WORK REQUIRED: Scale the part of the records that opens with the line containing "Could you please indicate the still" and runs through the end of the records. Write out every line of that part, requests included, and give nothing else, multiplying each point coordinate by 1.75 and rounding to the nearest whole number, with halves rounded up.

· · · · · · ·

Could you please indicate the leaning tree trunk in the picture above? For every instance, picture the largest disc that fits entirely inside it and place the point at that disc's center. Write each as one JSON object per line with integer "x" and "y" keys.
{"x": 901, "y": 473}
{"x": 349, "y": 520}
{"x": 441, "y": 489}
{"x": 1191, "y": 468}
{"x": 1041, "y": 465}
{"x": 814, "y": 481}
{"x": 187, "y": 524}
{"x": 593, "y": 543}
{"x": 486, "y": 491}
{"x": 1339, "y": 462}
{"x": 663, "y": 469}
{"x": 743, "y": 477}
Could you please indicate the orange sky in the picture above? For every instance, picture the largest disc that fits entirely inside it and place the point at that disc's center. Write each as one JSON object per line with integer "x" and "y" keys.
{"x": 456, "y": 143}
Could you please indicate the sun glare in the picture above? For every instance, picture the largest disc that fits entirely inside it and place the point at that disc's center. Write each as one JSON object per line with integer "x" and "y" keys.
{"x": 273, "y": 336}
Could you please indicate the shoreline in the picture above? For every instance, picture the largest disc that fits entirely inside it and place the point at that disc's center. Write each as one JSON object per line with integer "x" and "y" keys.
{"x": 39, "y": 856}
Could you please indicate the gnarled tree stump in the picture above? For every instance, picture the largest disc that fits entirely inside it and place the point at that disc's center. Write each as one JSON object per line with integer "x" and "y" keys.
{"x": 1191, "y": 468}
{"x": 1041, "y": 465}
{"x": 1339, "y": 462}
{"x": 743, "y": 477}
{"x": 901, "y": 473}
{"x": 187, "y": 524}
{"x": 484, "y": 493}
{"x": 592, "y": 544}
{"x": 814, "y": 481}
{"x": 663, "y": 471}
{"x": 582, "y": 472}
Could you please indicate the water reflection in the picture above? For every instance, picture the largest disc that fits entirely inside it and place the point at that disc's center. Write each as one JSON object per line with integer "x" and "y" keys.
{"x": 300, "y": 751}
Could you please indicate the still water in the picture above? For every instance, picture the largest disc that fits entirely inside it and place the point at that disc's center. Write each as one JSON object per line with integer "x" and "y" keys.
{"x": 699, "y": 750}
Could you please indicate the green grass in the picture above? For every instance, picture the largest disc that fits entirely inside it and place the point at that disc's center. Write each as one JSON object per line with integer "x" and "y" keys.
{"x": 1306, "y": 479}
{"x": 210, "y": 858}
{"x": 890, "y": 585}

· · · · · · ·

RESULT OF THE EXERCISE:
Could you please indicate the still water in the picture above? For every instance, picture the largest disc that fits entirely inside it and place the point at that disc's center. Write each as one JSON object per line with integer "x" and "y" keys.
{"x": 1223, "y": 1313}
Could you please indicate the green grass in the picture above? For every instance, picture the largest disc that fits entirely inside it and place the point at that disc's center. Write each as one JSON object per line with integer "x" and "y" keys.
{"x": 2286, "y": 838}
{"x": 368, "y": 1502}
{"x": 1558, "y": 1024}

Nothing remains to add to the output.